** Stated exercise **
Return every line of the material below that contains the word "head". Copy each such line in full.

** Provided information **
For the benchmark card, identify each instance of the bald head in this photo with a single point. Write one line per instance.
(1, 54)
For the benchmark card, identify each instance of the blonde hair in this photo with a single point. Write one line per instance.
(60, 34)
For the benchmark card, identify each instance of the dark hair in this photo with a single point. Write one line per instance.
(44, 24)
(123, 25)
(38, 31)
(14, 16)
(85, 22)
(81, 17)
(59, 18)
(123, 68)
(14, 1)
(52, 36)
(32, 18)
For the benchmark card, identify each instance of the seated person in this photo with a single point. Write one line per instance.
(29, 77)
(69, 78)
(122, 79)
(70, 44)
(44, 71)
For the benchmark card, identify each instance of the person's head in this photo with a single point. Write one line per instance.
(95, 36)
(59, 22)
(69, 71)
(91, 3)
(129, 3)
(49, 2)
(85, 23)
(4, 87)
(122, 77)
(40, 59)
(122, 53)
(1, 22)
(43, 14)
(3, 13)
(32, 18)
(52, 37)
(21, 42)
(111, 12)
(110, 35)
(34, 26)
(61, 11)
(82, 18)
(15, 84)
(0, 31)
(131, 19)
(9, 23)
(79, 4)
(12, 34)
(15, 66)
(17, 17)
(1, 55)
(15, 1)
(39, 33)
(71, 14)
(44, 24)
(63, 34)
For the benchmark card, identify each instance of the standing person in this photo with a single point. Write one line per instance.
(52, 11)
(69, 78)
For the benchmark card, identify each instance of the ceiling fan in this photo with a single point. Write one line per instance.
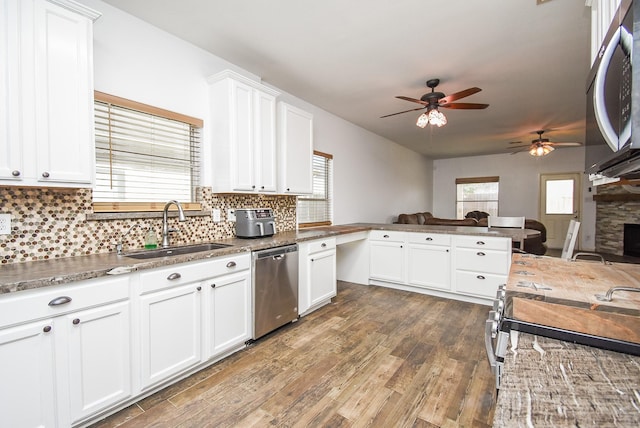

** Output of the exercise **
For the benchmark card, identify each instance of the bald head in this photo with a single point. Write one line per instance.
For the benchmark card, identify each instance of the person's head in this photo with a single point. Write one line per instance.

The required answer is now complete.